— start Data for this task —
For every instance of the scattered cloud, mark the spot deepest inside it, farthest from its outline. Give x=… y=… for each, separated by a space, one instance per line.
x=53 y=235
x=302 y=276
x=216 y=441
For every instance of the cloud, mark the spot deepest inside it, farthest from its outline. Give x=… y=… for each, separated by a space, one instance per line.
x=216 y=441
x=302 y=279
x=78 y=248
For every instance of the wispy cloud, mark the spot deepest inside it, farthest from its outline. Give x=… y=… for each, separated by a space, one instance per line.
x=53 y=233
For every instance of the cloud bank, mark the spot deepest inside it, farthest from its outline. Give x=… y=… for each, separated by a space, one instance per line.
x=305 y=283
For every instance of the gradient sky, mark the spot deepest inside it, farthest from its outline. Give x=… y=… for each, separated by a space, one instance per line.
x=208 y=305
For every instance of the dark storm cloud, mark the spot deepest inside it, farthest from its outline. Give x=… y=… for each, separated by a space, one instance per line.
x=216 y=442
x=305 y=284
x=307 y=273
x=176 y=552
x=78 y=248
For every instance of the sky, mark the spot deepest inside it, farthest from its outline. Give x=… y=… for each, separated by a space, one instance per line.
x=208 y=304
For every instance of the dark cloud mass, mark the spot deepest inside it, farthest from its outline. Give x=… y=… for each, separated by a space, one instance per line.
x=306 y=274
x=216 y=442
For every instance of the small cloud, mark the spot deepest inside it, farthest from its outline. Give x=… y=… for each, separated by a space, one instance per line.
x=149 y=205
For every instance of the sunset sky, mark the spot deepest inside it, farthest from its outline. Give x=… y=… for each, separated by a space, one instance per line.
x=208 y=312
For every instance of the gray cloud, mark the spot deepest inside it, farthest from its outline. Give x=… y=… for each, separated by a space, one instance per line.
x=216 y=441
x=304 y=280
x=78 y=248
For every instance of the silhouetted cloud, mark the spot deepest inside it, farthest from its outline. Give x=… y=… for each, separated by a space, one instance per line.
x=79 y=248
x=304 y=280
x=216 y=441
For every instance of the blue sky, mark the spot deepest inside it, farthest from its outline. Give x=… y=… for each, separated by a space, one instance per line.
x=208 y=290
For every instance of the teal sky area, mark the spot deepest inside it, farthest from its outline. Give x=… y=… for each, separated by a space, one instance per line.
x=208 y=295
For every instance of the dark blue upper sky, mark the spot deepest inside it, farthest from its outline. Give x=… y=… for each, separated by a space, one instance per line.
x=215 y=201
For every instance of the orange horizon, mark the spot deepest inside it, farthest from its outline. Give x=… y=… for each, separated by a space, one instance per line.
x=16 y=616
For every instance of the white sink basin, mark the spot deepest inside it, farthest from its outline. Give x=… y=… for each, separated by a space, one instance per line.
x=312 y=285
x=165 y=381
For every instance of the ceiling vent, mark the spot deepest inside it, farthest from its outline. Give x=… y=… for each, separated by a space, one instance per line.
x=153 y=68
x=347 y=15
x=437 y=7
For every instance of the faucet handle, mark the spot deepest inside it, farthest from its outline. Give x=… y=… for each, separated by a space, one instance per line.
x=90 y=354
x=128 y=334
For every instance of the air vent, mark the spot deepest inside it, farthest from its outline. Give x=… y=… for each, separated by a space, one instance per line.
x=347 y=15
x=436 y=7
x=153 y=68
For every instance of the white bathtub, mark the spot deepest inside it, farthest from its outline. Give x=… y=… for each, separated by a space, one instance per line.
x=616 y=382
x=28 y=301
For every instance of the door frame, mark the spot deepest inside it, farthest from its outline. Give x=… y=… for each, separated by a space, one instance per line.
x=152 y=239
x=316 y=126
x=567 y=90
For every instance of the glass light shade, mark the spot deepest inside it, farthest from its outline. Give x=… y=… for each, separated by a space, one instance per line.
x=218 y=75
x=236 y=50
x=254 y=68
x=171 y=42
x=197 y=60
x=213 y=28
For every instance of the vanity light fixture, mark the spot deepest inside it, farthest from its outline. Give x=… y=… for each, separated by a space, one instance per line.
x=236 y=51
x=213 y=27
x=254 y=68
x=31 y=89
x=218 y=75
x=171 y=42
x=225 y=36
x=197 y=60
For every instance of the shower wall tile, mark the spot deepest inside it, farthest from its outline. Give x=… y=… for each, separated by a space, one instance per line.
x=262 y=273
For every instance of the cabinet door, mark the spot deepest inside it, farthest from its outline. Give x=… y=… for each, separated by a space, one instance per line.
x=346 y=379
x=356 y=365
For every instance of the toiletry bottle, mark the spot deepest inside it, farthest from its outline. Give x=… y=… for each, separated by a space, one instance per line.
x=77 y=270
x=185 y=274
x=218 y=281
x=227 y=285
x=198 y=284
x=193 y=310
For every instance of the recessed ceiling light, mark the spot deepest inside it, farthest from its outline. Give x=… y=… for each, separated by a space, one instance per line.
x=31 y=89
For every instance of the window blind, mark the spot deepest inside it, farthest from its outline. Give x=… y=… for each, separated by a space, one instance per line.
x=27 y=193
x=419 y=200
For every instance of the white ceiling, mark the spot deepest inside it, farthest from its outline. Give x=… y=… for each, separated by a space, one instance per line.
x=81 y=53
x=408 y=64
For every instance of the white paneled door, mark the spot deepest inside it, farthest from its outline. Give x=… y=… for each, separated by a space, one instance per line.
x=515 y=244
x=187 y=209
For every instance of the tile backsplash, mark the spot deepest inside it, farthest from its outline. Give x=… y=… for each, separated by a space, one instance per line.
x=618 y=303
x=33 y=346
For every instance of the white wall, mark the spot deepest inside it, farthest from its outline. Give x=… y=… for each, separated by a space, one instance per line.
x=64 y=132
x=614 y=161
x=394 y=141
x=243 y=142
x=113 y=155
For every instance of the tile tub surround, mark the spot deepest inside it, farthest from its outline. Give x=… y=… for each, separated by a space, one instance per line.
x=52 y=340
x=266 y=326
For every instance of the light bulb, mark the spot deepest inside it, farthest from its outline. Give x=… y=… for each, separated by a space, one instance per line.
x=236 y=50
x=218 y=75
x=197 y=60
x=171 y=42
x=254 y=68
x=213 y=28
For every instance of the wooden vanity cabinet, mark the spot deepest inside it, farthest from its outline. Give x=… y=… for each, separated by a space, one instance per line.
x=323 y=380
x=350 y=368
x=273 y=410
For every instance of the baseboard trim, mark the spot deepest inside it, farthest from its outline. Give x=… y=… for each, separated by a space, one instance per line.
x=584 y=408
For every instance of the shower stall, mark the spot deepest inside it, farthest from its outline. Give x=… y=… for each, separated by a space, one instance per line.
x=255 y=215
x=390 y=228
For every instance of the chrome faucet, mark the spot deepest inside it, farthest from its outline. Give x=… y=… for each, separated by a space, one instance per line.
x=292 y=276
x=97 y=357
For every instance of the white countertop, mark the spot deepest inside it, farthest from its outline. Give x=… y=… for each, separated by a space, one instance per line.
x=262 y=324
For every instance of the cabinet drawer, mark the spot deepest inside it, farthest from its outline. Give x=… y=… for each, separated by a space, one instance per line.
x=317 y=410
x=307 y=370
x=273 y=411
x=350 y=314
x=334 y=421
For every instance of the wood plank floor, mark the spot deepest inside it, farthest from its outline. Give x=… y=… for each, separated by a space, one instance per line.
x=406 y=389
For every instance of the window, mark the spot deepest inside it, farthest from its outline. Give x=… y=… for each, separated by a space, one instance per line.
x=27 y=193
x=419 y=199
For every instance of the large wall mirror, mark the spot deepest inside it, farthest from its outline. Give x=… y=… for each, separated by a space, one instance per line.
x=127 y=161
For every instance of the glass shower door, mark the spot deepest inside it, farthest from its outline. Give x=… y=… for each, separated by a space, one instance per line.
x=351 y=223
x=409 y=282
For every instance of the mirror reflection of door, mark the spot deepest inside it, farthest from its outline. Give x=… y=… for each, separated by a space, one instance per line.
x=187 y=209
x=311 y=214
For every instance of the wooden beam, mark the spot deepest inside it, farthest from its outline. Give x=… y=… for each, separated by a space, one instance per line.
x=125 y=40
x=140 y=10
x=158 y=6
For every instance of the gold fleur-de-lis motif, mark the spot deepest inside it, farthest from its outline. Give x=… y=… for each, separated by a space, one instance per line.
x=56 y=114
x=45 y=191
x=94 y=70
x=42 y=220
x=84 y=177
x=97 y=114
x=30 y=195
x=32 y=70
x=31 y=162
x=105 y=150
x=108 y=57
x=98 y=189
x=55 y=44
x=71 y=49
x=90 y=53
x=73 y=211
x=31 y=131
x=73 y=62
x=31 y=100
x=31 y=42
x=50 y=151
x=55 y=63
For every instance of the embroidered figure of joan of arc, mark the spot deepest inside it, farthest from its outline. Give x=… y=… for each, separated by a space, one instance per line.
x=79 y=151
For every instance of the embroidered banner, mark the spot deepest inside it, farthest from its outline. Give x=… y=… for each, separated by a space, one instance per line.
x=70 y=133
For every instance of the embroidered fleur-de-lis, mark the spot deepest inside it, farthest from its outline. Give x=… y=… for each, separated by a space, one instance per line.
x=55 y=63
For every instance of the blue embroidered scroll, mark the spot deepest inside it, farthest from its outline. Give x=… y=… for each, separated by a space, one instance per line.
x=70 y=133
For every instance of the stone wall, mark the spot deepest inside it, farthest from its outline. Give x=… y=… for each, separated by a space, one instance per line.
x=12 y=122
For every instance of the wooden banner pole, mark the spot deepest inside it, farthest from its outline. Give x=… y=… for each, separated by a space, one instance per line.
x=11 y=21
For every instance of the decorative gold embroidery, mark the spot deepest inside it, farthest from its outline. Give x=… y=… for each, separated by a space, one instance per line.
— end Data for this task —
**Exercise prompt:**
Nothing but the lines from the line with "For every instance of the mirror" to the last line of the listing above should appear; please retype them exactly, both ends included.

**Task output:**
For every instance of the mirror reflection of door, mark the spot deepest inside it, farthest from its outline. Give x=… y=… for each, separated by a space, one instance per line.
x=187 y=209
x=311 y=214
For every instance of the wooden beam, mark the spot deepest inside it, farthest from its outline. Give x=… y=… for each, separated by a space, one instance per line.
x=125 y=40
x=140 y=10
x=158 y=6
For every instance of the gold fleur-de-lis motif, mark the spot deepest inside it, farthest from its outline. Give x=… y=… for each, separated by a space, one instance per line.
x=56 y=114
x=45 y=191
x=94 y=70
x=42 y=220
x=84 y=177
x=97 y=114
x=30 y=195
x=32 y=70
x=31 y=162
x=105 y=150
x=108 y=57
x=98 y=189
x=55 y=44
x=71 y=49
x=90 y=53
x=73 y=211
x=31 y=131
x=73 y=62
x=31 y=100
x=31 y=42
x=50 y=151
x=55 y=63
For every instance of the embroidered figure of joan of arc, mark the spot deepest inside it, farthest from its outline. Give x=… y=… for each, separated by a space, one instance per line.
x=79 y=151
For every instance of the embroidered banner, mark the spot deepest inside it, farthest from its outline. Give x=… y=… for each, separated by a space, one instance per line.
x=70 y=133
For every instance of the embroidered fleur-de-lis, mark the spot deepest inside it, farthest from its outline. Give x=… y=… for each, separated by a space, one instance per line.
x=55 y=63
For every instance of the blue embroidered scroll, mark the spot deepest inside it, farthest from its outline. Give x=… y=… for each, separated by a space, one instance per line.
x=70 y=133
For every instance of the stone wall, mark the spot deepest inside it, farthest from its outline. Give x=… y=… for each, separated by a space, one instance per line.
x=12 y=122
For every instance of the wooden banner pole, mark the spot deepest inside it, farthest from its outline. Give x=… y=… for each, separated by a space, one instance per line.
x=11 y=21
For every instance of the decorative gold embroidery, mark the spot deepest inside it, farthest from its outline. Give x=… y=… for each, separated by a space, one instance per line.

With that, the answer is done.